TASK INSTRUCTIONS:
a – Answer these questions using the tracking excerpt:
(i) Over what period of time is the y-component of the headset's rotation quaternion visualized?
(ii) With what mean difference do the time differences between OTS old and OTS new for translation and rotation correspond to each other?
(iii) How are the data points that represent matching features in the tracking marked?
b – From the tracking excerpt, extract the stretch from "Table 2 summarizes" through "and OTS new.", copying it word for word.

[SOURCE TEXT start]

Figure 11: Left: The y-component of the headset’s rotation quaternion is visualized over a 5.5-second period. The sensor fusion with Kalman filter is compared to the old and new version of the optical tracking system. Right: Two examples of the y-component of the rotation quaternion to determine the time differences between IMU, OTS new and OTS old. The data points marked with a red circle, which represent matching features in the tracking, are compared in each case.

Table 2 summarizes the time differences measured thus far for the different tracking solutions utilized in the robustness tests of translation and rotation. It is evident that the time differences between OTS old and OTS new for the translation and rotation correspond to each other with a mean difference of 71 ms. Time differences between sensor fusion position and OTS were not recorded, as there are no significant time differences between sensor fusion and OTS new.

[SOURCE TEXT end]
[RECORD SET start]

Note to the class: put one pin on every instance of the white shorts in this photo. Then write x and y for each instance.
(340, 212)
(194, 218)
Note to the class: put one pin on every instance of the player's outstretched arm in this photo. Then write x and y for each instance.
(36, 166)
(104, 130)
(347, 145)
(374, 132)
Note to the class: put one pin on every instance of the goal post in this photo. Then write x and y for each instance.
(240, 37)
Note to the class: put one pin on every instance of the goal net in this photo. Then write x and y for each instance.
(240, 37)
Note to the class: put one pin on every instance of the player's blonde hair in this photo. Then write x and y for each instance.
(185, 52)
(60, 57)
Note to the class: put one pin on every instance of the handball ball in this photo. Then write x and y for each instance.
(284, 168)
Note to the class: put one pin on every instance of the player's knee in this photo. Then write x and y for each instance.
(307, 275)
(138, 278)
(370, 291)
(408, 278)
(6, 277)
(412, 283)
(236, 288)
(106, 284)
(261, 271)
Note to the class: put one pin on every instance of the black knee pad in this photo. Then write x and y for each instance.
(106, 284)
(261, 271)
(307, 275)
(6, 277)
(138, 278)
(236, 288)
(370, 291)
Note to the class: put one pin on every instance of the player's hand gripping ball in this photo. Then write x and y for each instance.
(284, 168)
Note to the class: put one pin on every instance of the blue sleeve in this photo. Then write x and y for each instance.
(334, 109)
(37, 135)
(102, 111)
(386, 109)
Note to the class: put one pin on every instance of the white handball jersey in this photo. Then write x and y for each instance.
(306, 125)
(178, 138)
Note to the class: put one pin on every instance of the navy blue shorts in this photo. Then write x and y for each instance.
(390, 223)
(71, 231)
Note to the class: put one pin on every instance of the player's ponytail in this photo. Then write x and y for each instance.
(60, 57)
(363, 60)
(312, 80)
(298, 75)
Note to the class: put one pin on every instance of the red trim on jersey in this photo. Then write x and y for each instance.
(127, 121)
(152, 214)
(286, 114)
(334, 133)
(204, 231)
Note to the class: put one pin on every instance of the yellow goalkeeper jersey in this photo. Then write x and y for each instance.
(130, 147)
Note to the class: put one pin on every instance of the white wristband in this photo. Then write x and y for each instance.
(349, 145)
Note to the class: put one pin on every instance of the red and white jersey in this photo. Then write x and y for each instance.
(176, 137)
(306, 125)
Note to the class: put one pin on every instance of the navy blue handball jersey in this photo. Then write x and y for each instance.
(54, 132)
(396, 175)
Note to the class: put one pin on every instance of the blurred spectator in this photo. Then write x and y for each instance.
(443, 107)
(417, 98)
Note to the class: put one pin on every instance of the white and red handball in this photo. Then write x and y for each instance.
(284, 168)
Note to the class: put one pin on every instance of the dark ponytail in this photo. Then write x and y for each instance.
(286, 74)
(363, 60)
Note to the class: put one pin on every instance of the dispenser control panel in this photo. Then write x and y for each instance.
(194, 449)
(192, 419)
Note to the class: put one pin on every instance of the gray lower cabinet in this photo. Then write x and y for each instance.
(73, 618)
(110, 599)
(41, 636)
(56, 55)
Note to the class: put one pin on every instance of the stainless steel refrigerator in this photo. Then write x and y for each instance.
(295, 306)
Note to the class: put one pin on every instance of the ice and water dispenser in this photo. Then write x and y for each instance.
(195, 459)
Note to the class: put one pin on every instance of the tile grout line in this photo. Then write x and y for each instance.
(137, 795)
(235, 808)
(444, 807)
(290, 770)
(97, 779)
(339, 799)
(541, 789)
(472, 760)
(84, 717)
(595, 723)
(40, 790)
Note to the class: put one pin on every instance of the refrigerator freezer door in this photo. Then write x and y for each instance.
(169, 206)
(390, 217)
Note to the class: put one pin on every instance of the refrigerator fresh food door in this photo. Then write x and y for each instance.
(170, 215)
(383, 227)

[RECORD SET end]

IN RESPONSE:
a –
(i) A 5.5-second period.
(ii) A mean difference of 71 ms.
(iii) With a red circle.

b –
Table 2 summarizes the time differences measured thus far for the different tracking solutions utilized in the robustness tests of translation and rotation. It is evident that the time differences between OTS old and OTS new for the translation and rotation correspond to each other with a mean difference of 71 ms. Time differences between sensor fusion position and OTS were not recorded, as there are no significant time differences between sensor fusion and OTS new.